EXCERPT:
•••••
On September 17, the day before the parliament returns, thousands of migrants will take the streets across the Canadian state, once again demanding permanent resident status for all. This is a revolutionary moment, and it is calling for full working-class solidarity. The victory for permanent resident status for all is a victory for all working people.
No more delays!
In Canada, 1.7 million people, or 1 in every 23 people, are migrants or people without permanent resident status. Among those, roughly 500,000 are undocumented. A significant number of migrants are working in essential industries such as agriculture, construction, and care work; without them, our society cannot function.
Despite playing a vital role in our society, migrants are being systematically excluded from certain rights, protections, and services that permanent residents and citizens have, leaving them extremely vulnerable to exploitation, particularly by their bosses and landlords. The struggle for permanent resident status for all is more than just a fight for the right to stay. This is a fight against exploitation and abandonment. It is a fight for equality.
Migrants in Canada have been fighting for equality for a long time, and they have been winning. As a result of their persistence, in December 2021, Prime Minister Trudeau promised that his cabinet would implement a regularization program for undocumented people. However, the federal government has been stalling, and we cannot afford further delays. The victory for permanent resident status for all is within reach. But to truly get there, everyone in the working class must join the fight.
However, we should not motivate our solidarity by sympathy or charity but rather by necessity. Our solidarity should stem from an understanding that the liberation of all working-class people is bound to the liberation of migrant workers.
•••••
RECORDS:

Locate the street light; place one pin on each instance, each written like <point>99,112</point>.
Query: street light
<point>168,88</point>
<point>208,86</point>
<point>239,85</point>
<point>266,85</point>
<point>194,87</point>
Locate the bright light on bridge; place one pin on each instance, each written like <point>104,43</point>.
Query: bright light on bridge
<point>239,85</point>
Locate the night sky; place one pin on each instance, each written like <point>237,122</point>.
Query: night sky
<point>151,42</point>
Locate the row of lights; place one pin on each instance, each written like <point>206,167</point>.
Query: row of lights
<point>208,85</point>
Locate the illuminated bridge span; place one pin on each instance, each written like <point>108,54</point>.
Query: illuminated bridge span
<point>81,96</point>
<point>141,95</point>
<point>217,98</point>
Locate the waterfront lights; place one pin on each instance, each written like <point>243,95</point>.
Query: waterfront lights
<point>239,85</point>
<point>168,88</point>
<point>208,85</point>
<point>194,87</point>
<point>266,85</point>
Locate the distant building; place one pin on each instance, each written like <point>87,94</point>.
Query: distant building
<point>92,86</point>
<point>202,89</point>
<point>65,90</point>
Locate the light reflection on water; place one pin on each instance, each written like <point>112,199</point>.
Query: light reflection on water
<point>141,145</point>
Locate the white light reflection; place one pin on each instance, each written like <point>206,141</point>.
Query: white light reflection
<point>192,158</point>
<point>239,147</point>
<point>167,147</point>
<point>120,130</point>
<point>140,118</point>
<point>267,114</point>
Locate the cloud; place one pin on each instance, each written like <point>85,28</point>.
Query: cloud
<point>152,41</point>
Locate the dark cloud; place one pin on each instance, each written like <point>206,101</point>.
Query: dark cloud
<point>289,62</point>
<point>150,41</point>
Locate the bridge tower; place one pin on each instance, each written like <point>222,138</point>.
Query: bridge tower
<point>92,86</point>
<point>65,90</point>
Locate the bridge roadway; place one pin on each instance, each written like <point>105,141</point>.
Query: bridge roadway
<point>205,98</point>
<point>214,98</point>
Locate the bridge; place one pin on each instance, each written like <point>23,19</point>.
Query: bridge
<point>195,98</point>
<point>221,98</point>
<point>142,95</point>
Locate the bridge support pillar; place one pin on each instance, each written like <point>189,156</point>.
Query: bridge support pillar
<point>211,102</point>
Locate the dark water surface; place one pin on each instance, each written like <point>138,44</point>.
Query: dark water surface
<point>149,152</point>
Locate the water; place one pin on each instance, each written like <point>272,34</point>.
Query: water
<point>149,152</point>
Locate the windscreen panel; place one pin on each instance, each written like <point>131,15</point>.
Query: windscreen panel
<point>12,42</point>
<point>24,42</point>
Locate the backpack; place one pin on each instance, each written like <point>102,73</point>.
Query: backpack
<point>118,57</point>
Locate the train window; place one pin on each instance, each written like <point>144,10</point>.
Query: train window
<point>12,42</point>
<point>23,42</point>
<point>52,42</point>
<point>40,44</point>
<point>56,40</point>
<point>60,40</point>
•••••
Please continue the article on permanent resident status for migrants in Canada from where it stops.

OUTPUT BELOW:
Labour migration in global capitalism
Labour migration is both the consequence and foundation of global capitalist development. Capitalism’s unquenchable thirst for land, natural resources and labour has led to environmental degradation, war, and poverty across the world, especially in the Global South. It has forced people to migrate in quest of safety and livelihood. For the capitalists in wealthy states, these displaced people are a source of labour to be exploited. The immigration system in wealthy capitalist states such as Canada is designed to control the flow of migrants so that corporations can hyper-exploit their labour while at the same time avoiding the responsibility to provide them with services and protections.
Controlled labour migration is also the foundation of global capitalist accumulation. From the North Atlantic slave trade and indentured workers from India and China to contemporary temporary labour migration schemes in Global North countries, the hyper-exploitation of migrant labour has been playing a crucial role in developing and maintaining the global capitalist system. By recognizing the integral role of migrant labour in the global capitalist system, it becomes clear that the liberation of migrant workers is not only a matter of social justice but also an integral part of all struggles against capitalism.
Status for all is about the fight for decent work for all
Canada’s Temporary Foreign Workers Program (TFWP) and Seasonal Agricultural Workers Program (SAWP) are designed to give corporations maximum power to exploit migrant workers while depriving the whole working class of its ability to unite and fight back.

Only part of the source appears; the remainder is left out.